** Begin PROVIDED TEXT **

Article 19.11: Labor Consultations
A Party may request consultations with another Party on any matter arising under this Chapter at any time by delivering a written request to the contact point designated by that other Party under Article 19.13 (Contact Points).
The request shall provide specific and sufficient information to support the request, including identification of the issues, the provisions of this Chapter under which the request is made, and, where applicable, how trade and investment between the Parties are affected.
Unless the requesting Party and the Party to which the request is made (the consulting Parties) otherwise decide, consultations shall commence within 30 days of the date of receipt of the request for consultations. The consulting Parties shall consult in good faith. The consulting Parties shall afford the opportunity to receive and consider the views of interested persons on the matter subject to consultations.
Consultations may be held in person or through any technological means that is convenient to the consulting Parties.
The consulting Parties shall address all issues raised in the request. If the consulting Parties resolve the matter, they shall document the outcome, including, where appropriate, specific steps and timelines for carrying out the agreed outcome. The consulting Parties shall make the outcome publicly available unless they jointly decide otherwise.
In developing outcomes pursuant to Paragraph 5, the consulting Parties should consider all available options and may jointly decide on any course of action they deem appropriate, including:
(a) developing and implementing any action plans in any form they deem satisfactory, potentially involving specific steps and verifiable measures such as undertakings, labor inspections or enforcement actions, and appropriate timelines;
(b) conducting independent verification regarding compliance or implementation by individuals or bodies, such as the ILO, selected by the consulting Parties; and
(c) appropriate incentives, such as cooperation and capacity-building programs, to encourage or support the consulting Parties in identifying and addressing labor issues.Article 19.12: Labor Council
The Parties shall establish a Labor Council (Council) consisting of representatives at the ministerial level or other levels as designated by each Party.
The Council shall convene within one year from the date this Agreement enters into force. Thereafter, the Council shall meet every two years unless the Parties decide otherwise.
The Council shall:
(a) consider matters related to this Chapter;
(b) establish and review priorities to guide the decisions of the Parties regarding labor cooperation and capacity-building activities undertaken pursuant to this Chapter, taking into account the principles set out in Article 19.10.2 (Cooperation);
(c) agree on a joint work program consistent with the priorities established under subparagraph (b);
(d) monitor and evaluate the implementation of this joint work program;
(e) review reports from the contact points designated under Article 19.13 (Contact Points);
(f) discuss issues of mutual interest;
(g) facilitate the participation and awareness of the public regarding the implementation of this Chapter; and
(h) perform any other functions as the Parties may decide.

** End PROVIDED TEXT **

● INSTRUCTION 1
Answer these from the labor agreement excerpt:
(a) Unless the consulting Parties decide otherwise, within how many days of receiving a request must consultations begin?
(b) After its first meeting, how often does the Labor Council meet unless the Parties decide otherwise?
(c) Which organization is named as an example of a body that could carry out independent verification?
● INSTRUCTION 2
State how many lines in the entries contain the word "trace". Reply with the number alone.

** Begin DATASET RECORDS **

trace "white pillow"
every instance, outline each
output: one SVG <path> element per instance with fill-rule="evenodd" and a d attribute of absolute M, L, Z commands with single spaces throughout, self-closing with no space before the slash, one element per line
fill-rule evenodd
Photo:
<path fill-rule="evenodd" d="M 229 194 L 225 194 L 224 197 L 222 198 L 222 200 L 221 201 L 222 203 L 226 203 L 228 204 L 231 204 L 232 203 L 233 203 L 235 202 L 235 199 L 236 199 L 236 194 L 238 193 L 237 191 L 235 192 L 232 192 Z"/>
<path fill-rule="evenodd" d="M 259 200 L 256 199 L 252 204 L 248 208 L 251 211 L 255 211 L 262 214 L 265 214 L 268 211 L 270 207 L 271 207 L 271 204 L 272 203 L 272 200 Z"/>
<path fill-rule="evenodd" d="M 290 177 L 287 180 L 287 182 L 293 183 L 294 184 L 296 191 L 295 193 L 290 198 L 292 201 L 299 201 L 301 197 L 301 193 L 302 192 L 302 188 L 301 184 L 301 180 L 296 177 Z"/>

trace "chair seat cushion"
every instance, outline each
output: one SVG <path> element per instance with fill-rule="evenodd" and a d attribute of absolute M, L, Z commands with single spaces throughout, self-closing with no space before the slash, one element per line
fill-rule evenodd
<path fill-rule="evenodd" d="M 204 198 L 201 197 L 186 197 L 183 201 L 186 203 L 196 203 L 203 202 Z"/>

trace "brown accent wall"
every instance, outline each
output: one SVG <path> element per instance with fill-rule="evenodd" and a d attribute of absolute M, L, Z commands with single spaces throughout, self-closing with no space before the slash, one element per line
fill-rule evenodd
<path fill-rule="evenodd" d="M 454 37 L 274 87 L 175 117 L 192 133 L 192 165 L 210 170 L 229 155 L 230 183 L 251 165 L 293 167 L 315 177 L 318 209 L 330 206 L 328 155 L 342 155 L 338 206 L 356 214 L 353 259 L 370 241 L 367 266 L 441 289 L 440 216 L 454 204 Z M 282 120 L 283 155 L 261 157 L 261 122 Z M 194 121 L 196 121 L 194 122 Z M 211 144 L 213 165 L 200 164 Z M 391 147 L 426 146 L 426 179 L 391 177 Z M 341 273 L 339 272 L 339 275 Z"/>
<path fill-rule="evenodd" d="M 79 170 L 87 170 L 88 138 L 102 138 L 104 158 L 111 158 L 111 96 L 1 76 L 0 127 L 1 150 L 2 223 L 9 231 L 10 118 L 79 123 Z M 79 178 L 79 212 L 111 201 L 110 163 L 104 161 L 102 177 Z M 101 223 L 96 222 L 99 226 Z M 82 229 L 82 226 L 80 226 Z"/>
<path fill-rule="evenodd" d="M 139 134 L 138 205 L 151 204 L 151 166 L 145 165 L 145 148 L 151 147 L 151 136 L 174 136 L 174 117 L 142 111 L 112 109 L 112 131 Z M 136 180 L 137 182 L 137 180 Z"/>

** End DATASET RECORDS **

● RESPONSE 1
(a) Within 30 days
(b) Every two years
(c) The ILO

● RESPONSE 2
3